• _AIM_: Copy the lines below verbatim, beginning with the line that includes "Study the scene above and determine whether any tray" and continuing to the end; leave out everything before it.

Excerpts of bounding box data:
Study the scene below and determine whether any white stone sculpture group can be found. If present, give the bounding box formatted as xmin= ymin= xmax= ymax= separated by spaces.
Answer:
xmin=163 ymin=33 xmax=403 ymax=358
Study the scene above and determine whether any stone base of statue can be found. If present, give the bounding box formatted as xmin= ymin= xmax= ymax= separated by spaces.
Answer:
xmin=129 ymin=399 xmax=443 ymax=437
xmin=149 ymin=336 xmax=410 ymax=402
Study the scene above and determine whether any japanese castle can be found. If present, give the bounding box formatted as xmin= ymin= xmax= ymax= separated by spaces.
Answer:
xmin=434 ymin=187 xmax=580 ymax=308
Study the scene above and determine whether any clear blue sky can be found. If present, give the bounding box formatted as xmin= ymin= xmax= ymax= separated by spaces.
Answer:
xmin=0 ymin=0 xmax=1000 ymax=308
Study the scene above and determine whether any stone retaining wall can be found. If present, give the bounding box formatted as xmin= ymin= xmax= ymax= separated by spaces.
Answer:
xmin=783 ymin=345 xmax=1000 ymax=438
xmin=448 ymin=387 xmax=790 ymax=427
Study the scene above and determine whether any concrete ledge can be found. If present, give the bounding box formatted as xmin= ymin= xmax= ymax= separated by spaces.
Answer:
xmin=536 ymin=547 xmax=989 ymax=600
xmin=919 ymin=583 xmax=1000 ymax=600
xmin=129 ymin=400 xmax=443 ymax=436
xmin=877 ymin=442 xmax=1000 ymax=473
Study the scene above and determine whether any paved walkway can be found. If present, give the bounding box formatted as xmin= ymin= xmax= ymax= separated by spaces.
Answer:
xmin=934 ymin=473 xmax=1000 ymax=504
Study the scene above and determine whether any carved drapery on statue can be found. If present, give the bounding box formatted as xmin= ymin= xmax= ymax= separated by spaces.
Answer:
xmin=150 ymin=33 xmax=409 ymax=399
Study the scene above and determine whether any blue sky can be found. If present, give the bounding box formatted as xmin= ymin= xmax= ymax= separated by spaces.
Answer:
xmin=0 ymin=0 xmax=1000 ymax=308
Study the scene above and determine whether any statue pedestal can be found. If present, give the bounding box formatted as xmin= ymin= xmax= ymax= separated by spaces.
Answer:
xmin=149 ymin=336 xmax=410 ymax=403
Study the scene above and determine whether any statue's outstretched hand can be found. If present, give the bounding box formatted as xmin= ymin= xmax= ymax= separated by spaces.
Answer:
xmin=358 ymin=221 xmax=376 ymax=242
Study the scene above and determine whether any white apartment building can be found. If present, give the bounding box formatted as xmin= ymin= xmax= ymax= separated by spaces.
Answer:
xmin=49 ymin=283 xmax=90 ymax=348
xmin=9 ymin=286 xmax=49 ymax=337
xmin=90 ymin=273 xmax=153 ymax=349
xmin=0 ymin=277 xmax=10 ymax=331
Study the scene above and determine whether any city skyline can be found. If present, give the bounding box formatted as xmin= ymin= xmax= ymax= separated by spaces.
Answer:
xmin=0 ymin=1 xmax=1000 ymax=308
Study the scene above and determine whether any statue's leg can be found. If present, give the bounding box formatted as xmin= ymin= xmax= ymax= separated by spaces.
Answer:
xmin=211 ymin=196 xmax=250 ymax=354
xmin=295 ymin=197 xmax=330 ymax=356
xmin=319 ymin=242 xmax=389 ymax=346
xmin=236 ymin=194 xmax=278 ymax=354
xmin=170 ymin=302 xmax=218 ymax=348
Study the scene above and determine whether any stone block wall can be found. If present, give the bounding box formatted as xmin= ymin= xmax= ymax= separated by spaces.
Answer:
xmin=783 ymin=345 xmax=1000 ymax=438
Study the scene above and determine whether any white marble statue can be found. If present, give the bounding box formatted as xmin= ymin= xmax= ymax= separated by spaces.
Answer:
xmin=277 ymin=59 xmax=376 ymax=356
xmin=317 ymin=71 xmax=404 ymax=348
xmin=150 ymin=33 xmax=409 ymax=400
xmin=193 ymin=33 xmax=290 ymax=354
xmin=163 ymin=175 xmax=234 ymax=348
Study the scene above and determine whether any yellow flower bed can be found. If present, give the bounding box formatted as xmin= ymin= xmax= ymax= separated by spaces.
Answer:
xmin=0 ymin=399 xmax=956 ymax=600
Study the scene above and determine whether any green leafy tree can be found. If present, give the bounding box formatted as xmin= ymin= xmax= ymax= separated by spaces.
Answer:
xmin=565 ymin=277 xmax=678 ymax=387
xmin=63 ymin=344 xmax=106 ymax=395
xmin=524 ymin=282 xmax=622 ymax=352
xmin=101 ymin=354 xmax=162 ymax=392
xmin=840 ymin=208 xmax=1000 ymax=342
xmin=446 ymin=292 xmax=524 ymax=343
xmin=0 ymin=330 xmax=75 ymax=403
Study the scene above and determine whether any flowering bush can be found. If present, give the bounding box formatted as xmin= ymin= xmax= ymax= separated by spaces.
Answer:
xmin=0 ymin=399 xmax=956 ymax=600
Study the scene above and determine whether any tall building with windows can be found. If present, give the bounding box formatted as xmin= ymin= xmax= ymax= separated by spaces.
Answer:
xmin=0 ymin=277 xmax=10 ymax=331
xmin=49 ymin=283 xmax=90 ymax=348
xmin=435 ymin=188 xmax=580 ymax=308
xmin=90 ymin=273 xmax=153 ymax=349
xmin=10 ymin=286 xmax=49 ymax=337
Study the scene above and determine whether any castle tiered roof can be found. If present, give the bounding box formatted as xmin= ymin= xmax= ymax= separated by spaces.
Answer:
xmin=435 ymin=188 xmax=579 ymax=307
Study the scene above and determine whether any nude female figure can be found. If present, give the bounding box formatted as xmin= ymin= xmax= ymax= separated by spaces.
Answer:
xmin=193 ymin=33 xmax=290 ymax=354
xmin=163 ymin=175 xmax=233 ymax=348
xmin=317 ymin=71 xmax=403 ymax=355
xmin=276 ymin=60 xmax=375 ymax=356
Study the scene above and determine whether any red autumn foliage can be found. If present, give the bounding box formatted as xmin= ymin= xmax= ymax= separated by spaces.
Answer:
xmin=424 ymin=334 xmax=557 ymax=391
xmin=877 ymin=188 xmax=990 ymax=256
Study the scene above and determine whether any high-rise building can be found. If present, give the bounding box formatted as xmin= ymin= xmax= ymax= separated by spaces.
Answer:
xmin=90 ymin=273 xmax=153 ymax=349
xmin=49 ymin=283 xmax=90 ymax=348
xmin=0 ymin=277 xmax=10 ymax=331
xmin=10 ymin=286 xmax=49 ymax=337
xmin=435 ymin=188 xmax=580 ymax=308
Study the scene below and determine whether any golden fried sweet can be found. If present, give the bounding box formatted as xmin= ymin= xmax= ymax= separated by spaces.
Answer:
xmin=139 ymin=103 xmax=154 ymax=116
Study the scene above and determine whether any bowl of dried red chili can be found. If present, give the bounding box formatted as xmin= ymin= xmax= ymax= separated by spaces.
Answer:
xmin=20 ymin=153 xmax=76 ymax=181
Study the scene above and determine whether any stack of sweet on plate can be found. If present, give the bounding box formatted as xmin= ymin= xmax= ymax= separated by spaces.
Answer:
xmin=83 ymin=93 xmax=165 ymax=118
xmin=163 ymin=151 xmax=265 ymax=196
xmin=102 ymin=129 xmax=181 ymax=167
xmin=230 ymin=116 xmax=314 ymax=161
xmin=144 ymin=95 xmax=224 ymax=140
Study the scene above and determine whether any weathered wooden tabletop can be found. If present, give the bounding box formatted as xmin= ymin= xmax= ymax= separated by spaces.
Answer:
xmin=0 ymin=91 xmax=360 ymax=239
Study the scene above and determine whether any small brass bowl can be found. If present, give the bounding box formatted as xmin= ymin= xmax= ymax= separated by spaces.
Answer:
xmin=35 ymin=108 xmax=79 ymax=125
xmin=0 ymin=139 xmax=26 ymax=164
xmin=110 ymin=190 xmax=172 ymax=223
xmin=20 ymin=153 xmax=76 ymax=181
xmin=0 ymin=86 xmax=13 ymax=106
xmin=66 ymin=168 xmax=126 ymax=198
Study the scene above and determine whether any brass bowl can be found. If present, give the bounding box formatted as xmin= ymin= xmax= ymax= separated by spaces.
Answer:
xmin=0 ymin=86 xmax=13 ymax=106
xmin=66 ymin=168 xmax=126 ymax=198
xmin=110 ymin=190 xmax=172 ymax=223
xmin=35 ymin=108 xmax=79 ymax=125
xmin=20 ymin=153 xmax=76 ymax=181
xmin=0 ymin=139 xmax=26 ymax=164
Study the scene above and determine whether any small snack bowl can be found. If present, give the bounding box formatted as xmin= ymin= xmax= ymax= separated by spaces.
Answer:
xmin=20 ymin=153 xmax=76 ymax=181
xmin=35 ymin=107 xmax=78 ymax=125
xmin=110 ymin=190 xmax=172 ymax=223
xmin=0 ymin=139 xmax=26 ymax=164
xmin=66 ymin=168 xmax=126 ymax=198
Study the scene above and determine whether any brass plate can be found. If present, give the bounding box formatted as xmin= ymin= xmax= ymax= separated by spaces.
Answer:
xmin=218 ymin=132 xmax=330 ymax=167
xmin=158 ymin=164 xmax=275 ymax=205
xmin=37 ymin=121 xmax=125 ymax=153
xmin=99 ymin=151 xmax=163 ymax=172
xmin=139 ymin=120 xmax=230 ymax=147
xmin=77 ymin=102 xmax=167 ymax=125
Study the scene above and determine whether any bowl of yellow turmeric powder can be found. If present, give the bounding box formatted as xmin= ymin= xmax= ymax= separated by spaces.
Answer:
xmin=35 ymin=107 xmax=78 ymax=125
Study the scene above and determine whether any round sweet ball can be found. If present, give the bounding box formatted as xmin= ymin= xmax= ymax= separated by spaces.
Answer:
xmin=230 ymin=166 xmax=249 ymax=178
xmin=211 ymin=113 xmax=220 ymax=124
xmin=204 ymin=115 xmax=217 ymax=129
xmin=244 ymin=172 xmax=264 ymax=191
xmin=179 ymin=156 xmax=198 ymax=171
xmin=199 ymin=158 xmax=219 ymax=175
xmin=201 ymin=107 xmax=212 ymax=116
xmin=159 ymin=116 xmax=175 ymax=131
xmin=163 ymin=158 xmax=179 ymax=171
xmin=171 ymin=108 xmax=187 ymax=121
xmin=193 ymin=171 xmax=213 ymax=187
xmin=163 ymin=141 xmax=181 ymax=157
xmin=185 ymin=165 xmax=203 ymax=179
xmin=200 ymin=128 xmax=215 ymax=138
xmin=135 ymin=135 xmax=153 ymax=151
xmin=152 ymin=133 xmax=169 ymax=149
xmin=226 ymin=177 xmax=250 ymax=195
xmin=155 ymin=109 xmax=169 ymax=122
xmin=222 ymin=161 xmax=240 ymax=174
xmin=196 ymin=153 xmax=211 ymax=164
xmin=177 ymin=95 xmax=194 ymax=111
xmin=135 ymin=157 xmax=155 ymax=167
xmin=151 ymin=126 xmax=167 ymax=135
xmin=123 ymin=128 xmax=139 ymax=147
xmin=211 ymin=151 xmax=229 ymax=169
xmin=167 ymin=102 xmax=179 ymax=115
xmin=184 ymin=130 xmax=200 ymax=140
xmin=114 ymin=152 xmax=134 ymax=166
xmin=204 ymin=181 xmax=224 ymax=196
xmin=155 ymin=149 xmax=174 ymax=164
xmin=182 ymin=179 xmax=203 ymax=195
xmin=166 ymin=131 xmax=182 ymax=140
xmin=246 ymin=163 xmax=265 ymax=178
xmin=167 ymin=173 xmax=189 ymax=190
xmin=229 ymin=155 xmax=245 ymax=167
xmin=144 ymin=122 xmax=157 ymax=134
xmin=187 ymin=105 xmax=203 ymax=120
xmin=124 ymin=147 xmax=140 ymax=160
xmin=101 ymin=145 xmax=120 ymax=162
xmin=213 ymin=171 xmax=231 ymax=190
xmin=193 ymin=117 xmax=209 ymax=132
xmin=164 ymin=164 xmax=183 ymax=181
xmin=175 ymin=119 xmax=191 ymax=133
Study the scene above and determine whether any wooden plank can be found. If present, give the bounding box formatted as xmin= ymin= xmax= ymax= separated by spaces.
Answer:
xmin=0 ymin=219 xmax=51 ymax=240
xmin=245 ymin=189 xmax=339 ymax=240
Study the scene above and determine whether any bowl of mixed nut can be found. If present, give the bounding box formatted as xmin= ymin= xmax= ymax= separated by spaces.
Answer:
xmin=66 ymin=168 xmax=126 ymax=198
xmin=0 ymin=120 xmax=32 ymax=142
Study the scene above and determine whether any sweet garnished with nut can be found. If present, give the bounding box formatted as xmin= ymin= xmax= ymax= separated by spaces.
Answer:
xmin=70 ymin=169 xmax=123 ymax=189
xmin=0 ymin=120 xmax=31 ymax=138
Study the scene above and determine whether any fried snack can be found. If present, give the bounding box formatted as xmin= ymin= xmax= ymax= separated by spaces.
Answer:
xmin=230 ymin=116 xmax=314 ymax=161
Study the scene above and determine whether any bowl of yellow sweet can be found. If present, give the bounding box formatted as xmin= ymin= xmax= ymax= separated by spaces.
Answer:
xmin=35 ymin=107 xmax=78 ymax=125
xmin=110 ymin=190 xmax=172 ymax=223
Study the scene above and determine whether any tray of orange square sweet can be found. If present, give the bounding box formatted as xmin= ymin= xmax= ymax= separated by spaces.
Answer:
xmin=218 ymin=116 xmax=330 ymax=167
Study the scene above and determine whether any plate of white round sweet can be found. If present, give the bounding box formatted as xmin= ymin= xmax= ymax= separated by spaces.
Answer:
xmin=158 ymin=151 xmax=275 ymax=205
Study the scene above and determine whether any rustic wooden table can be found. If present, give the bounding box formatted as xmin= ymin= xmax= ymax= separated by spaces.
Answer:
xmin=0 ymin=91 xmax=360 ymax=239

• _ANSWER_:
Study the scene above and determine whether any tray of orange square sweet can be found. If present, give the bounding box formatted as xmin= ymin= xmax= ymax= separated by spaces.
Answer:
xmin=218 ymin=116 xmax=330 ymax=167
Study the scene above and determine whether any plate of white round sweet can be found. If present, give the bounding box formatted as xmin= ymin= xmax= ymax= separated by spaces.
Answer:
xmin=158 ymin=151 xmax=275 ymax=205
Study the scene above and determine whether any rustic wooden table can be found. If present, give the bounding box formatted as xmin= ymin= xmax= ymax= separated by spaces.
Answer:
xmin=0 ymin=91 xmax=360 ymax=239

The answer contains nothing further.